• _ИСХОДНЫЙ ОТРЫВОК_
К моим рассуждениям об обыденной хронической шизофрении, видимо, требуется короткое пояснение. Как и любое другое психотическое состояние, шизофрению необходимо определять не только под углом зрения психиатрии, но и с социальной точки зрения. Случай шизофрении, выходящий за определенные пределы, сочли бы болезнью в любом обществе, поскольку страдающие ею оказались бы не в состоянии функционировать ни при каких социальных условиях (если только шизофреник не возведен в ранг бога, шамана, святого, священника и т. д.). Но есть и обыденные хронические формы психозов, общие миллионам людей, которые не мешают им социально функционировать именно потому, что не выходят за определенные пределы. До тех пор пока они разделяют свою болезнь с миллионами других людей, у них поддерживается чувство удовлетворения от того, что они не одиноки; другими словами, они избегают чувства полной изоляции, столь характерного для законченного психоза. Напротив, они смотрят на себя как на нормальных людей, не утративших связи между сердцем и умом, как бывает у «сумасшедших». При всех обыденных формах психозов определение того, что такое болезнь, зависит от того, страдаете ли вы той же патологией или нет. Подобно тому как есть обыденная хроническая шизофрения, существуют также и обыденные хронические паранойя и депрессия. Есть много свидетельств того, что среди некоторых слоев населения, особенно в случае угрозы войны, параноидные элементы нарастают, но они не переживаются как патологические, поскольку общи всем [70].
Тенденция к возведению технического прогресса в высшую ценность связана не только с чрезмерным акцентом на интеллект, но, что особенно важно, с глубокой эмоциональной привязанностью ко всему механическому, неживому, изготовленному человеком. Пристрастие к неживому, которое в своей крайней форме оказывается пристрастием к смерти и распаду (некрофилия), в менее резкой форме ведет к безразличию по отношению к жизни вместо «благоговения перед жизнью». Приверженцы неживого – это люди, предпочитающие «закон и порядок» живой структуре, бюрократические методы – спонтанным, механические приспособления – живым существам, повторение – оригинальности, педантичность – плодовитости, накопление – отдаче. Они хотят контролировать жизнь, потому что боятся ее бесконтрольной самопроизвольности. Они скорее умертвят ее, чем подвергнут себя ее действию и сольются с окружающим миром. Они часто играют со смертью, потому что у них нет укорененности в жизни; их храбрость – это храбрость умереть, а символ предела их храбрости – русская рулетка [71]. Уровень несчастных случаев на автотранспорте и приготовления к термоядерной войне – свидетельства готовности играть со смертью. А кто бы в конце концов не предпочел эту возбуждающую игру скучной безжизненности «человека организации»?
Один из симптомов привязанности к чисто механическому – это растущая среди ученых и общественности популярность идеи о возможности сконструировать компьютер, который не будет отличаться от человека ни мышлением, ни чувствами, ни другими аспектами функционирования [72]. Мне кажется, основная проблема не в том, можно ли сконструировать подобный человек-компьютер, а скорее в том, почему эта идея становится столь популярной в такой исторический период, когда, казалось бы, нет ничего важнее, чем превратить существующего человека в более рациональное, гармоничное, миролюбивое существо. Поневоле возникает подозрение, что зачастую приверженность к идее человека-компьютера – это выражение бегства от жизни, от гуманистического переживания в область механического и чисто церебрального.

• _ВЫПОЛНИТЕ ЗАДАНИЯ_
A – Пожалуйста, продублируйте дословно часть отрывка, начиная со слов "Один из симптомов" и продолжая вплоть до слов "и чисто церебрального.".
B – Что, согласно отрывку, служит символом предела храбрости приверженцев неживого?

• _ИСХОДНЫЕ ДАННЫЕ_

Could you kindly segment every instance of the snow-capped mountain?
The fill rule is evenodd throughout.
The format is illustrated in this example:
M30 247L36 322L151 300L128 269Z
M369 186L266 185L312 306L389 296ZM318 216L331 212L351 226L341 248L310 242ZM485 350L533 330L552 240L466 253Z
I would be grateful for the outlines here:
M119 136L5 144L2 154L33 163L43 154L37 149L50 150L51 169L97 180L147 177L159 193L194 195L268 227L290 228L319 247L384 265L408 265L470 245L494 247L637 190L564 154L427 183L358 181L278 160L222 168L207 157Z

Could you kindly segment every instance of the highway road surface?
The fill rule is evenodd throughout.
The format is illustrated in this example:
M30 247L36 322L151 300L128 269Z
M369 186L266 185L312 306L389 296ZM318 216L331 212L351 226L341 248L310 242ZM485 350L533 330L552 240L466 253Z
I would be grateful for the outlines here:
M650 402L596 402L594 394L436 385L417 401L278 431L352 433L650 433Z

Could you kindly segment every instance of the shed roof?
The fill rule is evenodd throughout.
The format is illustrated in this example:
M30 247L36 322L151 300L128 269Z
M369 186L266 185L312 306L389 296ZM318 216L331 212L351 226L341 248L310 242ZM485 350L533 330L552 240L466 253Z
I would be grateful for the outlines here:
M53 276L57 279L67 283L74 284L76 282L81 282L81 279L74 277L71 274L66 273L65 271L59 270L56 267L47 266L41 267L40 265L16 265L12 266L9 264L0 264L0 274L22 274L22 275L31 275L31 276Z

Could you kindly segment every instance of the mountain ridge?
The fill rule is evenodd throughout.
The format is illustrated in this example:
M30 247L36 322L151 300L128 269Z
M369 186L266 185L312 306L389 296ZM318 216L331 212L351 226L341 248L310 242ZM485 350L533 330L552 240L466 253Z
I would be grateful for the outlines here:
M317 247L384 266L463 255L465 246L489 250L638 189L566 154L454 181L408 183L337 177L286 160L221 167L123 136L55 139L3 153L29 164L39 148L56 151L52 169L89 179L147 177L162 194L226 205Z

• _ОТВЕТЫ ПО ЗАДАНИЯМ_
A –
Один из симптомов привязанности к чисто механическому – это растущая среди ученых и общественности популярность идеи о возможности сконструировать компьютер, который не будет отличаться от человека ни мышлением, ни чувствами, ни другими аспектами функционирования [72]. Мне кажется, основная проблема не в том, можно ли сконструировать подобный человек-компьютер, а скорее в том, почему эта идея становится столь популярной в такой исторический период, когда, казалось бы, нет ничего важнее, чем превратить существующего человека в более рациональное, гармоничное, миролюбивое существо. Поневоле возникает подозрение, что зачастую приверженность к идее человека-компьютера – это выражение бегства от жизни, от гуманистического переживания в область механического и чисто церебрального.

B – Русская рулетка.